> Excerpted records

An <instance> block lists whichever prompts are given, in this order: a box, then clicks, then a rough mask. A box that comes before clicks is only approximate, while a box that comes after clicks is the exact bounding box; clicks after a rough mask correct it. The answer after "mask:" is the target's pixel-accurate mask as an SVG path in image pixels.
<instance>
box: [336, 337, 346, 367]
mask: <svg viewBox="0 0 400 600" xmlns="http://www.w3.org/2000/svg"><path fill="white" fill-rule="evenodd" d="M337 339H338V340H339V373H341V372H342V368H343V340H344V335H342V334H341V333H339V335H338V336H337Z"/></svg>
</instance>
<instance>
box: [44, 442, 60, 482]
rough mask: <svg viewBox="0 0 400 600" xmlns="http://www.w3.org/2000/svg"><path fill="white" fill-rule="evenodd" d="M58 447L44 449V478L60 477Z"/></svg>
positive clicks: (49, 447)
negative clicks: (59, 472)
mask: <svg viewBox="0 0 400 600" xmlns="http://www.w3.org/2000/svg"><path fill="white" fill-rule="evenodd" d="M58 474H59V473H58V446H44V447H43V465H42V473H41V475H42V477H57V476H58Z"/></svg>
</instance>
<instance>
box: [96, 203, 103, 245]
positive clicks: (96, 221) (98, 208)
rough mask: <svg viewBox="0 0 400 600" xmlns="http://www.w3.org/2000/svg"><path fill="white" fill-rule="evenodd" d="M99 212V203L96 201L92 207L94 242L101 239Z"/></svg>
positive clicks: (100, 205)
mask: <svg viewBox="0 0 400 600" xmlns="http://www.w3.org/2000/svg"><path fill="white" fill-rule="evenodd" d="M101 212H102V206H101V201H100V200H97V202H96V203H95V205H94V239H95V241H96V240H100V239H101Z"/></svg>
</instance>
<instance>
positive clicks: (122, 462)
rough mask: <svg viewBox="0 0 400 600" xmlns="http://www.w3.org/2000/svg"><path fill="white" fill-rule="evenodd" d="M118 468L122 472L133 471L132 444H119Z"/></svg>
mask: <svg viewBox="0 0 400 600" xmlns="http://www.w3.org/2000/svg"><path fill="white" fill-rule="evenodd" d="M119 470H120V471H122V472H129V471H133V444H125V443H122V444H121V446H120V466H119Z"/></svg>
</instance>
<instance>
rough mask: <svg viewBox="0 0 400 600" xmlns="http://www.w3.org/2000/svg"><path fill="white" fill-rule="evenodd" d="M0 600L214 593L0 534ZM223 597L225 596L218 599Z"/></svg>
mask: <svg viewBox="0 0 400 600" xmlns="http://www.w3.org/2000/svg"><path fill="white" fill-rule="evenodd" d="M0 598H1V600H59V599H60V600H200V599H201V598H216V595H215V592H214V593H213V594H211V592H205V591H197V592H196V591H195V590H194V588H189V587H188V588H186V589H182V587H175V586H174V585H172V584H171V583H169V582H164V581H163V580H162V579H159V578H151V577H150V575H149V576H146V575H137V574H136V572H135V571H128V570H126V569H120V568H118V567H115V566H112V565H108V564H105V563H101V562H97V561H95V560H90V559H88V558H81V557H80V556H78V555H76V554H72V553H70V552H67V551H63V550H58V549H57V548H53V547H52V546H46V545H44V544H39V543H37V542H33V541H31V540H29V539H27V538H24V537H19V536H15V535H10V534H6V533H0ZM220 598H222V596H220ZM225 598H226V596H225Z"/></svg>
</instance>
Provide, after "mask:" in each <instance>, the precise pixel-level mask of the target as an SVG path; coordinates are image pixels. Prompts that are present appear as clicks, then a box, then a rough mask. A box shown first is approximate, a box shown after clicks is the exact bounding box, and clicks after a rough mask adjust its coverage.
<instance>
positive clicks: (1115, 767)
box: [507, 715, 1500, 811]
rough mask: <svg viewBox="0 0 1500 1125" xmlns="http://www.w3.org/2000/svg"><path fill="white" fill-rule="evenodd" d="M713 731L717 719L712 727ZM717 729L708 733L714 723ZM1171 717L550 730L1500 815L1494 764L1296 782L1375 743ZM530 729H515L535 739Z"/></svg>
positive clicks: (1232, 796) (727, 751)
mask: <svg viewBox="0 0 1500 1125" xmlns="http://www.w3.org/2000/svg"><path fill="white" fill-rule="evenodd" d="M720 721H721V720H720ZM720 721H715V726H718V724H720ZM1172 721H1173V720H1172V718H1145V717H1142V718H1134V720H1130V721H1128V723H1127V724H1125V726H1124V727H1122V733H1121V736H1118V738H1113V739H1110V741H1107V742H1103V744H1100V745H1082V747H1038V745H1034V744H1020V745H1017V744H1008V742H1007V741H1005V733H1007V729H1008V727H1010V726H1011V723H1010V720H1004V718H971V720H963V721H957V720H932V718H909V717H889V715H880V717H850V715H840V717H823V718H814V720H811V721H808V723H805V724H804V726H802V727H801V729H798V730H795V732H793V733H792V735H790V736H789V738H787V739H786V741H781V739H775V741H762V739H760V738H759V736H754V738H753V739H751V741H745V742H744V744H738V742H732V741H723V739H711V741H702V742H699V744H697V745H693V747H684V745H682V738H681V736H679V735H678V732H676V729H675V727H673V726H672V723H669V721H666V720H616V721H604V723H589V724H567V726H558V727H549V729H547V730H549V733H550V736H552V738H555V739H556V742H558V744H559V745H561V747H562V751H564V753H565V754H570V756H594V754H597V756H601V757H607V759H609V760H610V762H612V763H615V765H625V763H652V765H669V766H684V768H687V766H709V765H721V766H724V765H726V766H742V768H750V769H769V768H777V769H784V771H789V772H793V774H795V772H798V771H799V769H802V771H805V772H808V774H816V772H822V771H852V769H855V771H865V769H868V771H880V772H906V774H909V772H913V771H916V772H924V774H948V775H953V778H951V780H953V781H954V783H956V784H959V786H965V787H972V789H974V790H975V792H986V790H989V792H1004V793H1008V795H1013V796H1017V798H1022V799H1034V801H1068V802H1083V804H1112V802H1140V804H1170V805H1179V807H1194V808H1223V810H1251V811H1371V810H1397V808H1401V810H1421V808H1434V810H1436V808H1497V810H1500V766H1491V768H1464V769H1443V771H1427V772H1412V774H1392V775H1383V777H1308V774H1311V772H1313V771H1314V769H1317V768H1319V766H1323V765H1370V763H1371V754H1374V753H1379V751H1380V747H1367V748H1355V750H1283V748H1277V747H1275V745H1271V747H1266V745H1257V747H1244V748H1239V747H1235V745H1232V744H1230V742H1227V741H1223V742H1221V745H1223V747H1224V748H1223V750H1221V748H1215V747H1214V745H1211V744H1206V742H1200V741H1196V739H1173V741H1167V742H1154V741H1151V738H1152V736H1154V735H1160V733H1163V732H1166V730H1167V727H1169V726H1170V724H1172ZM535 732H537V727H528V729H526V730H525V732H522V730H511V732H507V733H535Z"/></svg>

> Task item
Within the listing above, find every line containing the string "after" and return it.

> Answer
An <instance> block lists whichever prompts are given, in this order: a box, then clicks, then a rough mask. A box that comes before clicks is only approximate, while a box that comes after clicks is the exact bounding box; clicks after a rough mask correct it. The answer after "mask:" is the target's pixel-accurate mask as an SVG path in image pixels.
Provide, after "mask:" in each <instance>, the precise pixel-level mask of the target as an SVG path; coordinates are image pixels. Prompts that are present appear as clicks, then a box, then a rough mask. A box shown first is approximate, a box shown after clicks is the exact bounding box, and clicks after a rough mask adjust its coverage.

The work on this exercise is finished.